CONSIGNE 1: Renvoyez, sans aucune modification, le passage de la présentation du livre qui commence par « Un grand voyage » et se poursuit jusqu'à « dernier de l’année. ».

SECTION DU DOCUMENT:
------------------------------------------------------------------------
Août 1985. A Paris, une femme s'est laissée mourir de faim chez elle pendant quarante-cinq jours en tenant le journal de son agonie. Son cadavre n'a été découvert que dix mois plus tard. A l'époque, Grégoire Bouillier entend ce fait divers à la radio. Et plus jamais ne l'oublie. Or, en 2018, le hasard le met sur la piste de cette femme. Qui était-elle ? Pourquoi avoir écrit son agonie ? Comment un être humain peut-il s'infliger - ou infliger au monde - une telle punition ? Se transformant en détective privé assisté de la fidèle (et joyeuse) Penny, l'auteur se lance alors dans une folle enquête pour reconstituer la vie de cette femme qui fut mannequin dans les années 50 : à partir des archives et de sa généalogie, de son enfance dans le Paris des années 20 à son mariage pendant l'Occupation...
Un grand voyage dans le temps et l'espace. Sont même convoqués le cinéma et les sciences occultes, afin d'élucider ce fait divers. 
 

Mon dernier de l’année.
------------------------------------------------------------------------
Lignes du jeu de données sur l'emplacement des objets:
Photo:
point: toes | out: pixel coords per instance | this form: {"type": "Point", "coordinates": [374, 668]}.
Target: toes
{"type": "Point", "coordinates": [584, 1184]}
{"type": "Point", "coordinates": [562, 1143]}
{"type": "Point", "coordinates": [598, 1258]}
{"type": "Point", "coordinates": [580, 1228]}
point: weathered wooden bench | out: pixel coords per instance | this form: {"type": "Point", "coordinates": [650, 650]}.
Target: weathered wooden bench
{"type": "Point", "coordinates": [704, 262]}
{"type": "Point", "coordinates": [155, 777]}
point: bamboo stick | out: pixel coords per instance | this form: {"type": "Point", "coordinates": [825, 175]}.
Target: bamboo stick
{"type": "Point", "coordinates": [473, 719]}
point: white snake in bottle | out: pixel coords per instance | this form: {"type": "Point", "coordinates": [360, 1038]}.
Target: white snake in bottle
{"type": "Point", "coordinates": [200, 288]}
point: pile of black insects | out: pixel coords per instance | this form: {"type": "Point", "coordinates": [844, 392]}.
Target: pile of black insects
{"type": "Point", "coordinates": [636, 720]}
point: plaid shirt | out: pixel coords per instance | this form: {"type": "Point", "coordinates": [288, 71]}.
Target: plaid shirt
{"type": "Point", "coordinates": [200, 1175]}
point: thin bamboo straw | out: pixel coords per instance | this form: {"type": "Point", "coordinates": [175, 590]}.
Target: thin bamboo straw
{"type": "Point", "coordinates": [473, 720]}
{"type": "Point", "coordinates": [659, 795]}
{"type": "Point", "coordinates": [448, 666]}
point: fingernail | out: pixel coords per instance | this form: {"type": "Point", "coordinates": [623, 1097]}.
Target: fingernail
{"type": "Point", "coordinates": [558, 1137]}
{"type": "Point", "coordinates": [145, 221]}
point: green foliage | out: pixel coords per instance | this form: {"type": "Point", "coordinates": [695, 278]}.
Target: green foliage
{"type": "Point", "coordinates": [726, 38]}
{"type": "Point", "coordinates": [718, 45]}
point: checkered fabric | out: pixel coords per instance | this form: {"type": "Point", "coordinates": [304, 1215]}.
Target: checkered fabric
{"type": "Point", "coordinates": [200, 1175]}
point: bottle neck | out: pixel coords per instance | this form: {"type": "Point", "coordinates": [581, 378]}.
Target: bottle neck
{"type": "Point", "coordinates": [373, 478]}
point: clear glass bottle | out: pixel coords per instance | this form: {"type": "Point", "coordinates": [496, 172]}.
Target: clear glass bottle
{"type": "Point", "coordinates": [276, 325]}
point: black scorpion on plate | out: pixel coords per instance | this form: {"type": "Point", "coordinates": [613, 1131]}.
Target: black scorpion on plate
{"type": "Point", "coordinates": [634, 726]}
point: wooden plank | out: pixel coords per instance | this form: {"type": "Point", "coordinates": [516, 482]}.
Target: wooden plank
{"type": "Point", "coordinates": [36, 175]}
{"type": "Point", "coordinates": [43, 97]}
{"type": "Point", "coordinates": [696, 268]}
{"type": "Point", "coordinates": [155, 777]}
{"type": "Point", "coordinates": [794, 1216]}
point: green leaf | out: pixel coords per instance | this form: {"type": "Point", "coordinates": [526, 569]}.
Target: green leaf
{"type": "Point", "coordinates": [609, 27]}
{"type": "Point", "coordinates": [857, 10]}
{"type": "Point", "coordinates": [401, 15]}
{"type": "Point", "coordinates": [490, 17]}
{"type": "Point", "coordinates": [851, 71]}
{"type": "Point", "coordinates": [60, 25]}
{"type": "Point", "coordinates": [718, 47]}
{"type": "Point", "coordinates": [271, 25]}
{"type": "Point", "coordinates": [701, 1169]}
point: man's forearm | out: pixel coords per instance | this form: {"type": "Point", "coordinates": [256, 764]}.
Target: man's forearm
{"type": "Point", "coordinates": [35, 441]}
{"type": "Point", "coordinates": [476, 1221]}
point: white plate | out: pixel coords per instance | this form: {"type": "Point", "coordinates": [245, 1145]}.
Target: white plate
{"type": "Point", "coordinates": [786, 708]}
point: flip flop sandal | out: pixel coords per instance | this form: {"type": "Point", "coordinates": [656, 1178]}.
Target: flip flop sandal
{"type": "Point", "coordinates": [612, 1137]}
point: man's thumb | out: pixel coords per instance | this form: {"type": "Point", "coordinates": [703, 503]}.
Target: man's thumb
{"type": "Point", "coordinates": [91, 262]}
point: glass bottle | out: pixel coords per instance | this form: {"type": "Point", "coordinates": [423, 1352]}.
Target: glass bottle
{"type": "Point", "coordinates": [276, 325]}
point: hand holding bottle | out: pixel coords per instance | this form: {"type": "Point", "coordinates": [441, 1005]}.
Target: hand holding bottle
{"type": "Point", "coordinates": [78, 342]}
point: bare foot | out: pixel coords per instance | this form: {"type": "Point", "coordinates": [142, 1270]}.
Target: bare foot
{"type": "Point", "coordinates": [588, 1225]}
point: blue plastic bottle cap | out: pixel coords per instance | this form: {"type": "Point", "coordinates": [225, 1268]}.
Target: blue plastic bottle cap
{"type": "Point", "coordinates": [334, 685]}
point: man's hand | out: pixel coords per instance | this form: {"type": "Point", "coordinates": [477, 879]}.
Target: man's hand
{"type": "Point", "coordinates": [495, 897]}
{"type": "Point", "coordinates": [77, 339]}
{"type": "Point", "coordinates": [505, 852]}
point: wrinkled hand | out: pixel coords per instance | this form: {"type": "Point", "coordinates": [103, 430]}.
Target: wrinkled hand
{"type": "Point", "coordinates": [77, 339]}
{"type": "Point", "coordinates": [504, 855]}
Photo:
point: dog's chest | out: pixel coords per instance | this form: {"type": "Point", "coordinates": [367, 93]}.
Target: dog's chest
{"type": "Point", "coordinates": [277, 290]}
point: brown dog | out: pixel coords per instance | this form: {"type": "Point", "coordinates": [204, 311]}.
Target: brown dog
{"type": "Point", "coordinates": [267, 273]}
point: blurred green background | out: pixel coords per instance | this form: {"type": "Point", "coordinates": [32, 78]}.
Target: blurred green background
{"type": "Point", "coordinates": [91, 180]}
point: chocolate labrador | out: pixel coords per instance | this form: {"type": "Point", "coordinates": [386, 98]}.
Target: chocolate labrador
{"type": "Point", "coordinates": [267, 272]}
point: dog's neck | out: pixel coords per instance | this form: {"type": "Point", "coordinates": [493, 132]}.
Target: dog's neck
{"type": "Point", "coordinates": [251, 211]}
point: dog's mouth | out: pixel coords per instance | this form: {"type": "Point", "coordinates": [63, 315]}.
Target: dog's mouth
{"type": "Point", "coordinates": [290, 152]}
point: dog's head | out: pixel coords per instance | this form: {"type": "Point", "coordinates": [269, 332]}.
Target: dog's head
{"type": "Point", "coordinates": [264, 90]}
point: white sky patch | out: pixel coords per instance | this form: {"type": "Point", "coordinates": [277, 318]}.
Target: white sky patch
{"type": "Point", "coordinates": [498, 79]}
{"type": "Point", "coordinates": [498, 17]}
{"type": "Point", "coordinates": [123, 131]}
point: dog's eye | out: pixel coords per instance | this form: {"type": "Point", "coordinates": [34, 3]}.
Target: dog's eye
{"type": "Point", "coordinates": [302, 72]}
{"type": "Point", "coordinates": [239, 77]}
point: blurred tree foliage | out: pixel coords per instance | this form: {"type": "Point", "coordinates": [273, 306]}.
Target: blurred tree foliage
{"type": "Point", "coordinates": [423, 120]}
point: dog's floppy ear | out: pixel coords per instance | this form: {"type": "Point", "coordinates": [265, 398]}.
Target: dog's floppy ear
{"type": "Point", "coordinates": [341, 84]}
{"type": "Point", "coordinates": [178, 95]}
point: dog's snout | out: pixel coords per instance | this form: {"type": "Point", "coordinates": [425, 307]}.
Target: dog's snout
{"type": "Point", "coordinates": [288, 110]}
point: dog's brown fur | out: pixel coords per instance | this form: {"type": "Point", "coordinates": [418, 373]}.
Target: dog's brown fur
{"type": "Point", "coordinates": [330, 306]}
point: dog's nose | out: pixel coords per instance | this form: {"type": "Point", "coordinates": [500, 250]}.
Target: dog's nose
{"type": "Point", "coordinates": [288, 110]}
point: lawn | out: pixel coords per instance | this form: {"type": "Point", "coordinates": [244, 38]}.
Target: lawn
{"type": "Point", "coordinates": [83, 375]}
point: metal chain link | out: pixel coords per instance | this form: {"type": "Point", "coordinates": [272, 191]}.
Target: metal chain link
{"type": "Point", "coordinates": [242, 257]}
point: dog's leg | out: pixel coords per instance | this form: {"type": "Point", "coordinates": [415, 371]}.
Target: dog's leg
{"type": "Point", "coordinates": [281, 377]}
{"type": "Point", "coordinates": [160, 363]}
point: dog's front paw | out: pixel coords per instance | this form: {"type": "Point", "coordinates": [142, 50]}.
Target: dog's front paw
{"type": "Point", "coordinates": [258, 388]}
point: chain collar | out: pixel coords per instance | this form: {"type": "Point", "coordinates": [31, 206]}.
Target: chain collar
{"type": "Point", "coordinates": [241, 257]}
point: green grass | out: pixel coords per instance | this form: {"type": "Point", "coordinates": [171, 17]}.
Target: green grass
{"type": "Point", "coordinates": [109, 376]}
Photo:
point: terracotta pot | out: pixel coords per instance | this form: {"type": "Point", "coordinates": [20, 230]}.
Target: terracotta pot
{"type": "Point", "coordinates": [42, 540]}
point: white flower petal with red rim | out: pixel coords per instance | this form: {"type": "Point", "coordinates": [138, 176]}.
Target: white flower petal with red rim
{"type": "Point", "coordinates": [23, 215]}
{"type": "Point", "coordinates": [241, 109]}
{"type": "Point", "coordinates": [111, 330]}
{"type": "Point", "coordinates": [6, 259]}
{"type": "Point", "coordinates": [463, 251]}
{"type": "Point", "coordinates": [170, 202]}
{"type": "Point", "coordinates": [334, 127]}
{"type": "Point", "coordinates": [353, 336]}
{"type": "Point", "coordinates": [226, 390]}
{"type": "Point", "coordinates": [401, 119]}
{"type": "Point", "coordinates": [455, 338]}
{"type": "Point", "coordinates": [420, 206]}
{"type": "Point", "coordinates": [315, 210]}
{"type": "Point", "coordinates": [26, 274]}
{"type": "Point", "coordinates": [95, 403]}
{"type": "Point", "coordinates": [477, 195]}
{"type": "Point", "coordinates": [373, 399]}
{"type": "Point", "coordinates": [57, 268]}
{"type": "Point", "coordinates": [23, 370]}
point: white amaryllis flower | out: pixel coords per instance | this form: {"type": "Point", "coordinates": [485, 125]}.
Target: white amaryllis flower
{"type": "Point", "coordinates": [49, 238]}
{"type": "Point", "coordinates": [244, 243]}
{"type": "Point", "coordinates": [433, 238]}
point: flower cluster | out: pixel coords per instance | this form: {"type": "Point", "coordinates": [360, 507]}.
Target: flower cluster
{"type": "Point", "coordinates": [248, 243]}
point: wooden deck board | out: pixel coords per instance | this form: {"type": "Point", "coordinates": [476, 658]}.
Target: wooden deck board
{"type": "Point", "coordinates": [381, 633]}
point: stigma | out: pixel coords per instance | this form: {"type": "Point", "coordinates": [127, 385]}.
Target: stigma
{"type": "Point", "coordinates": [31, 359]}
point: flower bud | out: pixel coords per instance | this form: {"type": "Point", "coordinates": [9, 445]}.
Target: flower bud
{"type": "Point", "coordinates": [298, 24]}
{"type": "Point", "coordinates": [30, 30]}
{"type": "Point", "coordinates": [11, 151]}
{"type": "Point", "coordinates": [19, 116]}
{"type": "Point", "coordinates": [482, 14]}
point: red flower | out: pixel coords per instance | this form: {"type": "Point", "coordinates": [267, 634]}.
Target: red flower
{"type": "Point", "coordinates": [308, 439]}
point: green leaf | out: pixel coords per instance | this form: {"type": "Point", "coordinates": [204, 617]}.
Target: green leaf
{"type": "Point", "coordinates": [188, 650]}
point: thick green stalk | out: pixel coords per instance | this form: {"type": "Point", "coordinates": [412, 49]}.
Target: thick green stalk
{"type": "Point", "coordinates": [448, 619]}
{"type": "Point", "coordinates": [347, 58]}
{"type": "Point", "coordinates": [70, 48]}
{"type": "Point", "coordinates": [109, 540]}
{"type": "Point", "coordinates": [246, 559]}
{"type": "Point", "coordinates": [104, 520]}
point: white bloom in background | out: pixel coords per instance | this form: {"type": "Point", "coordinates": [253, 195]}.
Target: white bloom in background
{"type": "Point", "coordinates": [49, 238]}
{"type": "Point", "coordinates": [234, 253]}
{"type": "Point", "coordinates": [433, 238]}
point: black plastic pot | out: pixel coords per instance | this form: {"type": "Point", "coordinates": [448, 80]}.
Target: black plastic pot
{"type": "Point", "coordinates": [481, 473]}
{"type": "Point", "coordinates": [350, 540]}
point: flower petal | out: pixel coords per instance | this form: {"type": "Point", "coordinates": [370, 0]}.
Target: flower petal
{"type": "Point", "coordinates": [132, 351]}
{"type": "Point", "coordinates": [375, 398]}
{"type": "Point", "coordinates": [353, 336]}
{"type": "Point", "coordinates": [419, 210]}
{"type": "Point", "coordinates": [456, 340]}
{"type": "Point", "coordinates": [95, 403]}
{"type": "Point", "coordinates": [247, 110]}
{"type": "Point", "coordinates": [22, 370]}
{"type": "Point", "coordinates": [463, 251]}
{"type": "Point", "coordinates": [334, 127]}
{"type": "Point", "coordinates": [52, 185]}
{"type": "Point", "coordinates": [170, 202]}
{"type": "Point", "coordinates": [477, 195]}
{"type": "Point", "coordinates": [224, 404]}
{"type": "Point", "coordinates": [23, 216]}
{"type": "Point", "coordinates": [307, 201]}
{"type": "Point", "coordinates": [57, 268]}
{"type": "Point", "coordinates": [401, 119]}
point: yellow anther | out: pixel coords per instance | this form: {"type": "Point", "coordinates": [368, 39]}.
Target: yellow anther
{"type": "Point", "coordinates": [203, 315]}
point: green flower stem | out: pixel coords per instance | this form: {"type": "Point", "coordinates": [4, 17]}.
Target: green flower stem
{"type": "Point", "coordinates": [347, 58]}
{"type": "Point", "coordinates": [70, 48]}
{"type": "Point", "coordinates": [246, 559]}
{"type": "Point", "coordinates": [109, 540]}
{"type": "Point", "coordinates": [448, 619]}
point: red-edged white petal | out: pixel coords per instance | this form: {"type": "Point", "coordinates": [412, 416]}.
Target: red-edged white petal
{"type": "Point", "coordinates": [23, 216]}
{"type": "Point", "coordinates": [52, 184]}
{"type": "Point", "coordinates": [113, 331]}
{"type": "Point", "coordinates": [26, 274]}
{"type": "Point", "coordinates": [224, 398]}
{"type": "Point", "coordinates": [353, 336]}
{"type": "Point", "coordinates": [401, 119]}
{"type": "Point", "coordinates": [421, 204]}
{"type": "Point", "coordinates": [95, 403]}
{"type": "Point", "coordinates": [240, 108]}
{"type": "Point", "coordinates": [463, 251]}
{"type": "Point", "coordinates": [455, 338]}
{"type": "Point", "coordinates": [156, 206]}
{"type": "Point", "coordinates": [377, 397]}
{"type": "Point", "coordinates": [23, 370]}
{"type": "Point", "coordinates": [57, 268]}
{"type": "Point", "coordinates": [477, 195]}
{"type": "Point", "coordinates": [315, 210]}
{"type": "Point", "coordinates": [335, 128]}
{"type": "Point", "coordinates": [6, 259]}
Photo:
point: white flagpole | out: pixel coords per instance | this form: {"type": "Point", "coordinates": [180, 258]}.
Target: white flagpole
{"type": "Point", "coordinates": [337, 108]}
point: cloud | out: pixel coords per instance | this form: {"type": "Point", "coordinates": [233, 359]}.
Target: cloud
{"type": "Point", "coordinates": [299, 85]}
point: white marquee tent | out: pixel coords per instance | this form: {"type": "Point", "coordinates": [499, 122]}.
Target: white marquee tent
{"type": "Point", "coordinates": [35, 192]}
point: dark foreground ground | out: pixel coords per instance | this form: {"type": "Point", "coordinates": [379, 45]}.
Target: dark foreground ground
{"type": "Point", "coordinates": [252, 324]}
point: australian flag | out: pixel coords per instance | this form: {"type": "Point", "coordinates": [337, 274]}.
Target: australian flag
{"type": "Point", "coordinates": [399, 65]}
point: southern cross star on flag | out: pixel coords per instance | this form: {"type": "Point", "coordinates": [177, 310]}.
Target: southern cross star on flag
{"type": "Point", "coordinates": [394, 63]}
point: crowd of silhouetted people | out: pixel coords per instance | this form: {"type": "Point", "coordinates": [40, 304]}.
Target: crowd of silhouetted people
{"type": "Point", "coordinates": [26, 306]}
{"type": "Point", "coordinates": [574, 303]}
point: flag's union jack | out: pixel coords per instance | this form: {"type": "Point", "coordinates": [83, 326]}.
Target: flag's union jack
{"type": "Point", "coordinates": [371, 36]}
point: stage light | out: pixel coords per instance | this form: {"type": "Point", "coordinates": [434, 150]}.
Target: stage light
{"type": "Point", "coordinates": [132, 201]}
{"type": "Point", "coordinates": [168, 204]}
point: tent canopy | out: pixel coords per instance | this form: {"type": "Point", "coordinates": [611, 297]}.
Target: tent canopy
------------------------------------------------------------------------
CONSIGNE 2: Listez chaque ligne des enregistrements qui contient la chaîne « tree », en la recopiant à l'identique.

RÉPONSE CORRECTE 1:
Un grand voyage dans le temps et l'espace. Sont même convoqués le cinéma et les sciences occultes, afin d'élucider ce fait divers. 
 

Mon dernier de l’année.

RÉPONSE CORRECTE 2:
point: blurred tree foliage | out: pixel coords per instance | this form: {"type": "Point", "coordinates": [273, 306]}.
Target: blurred tree foliage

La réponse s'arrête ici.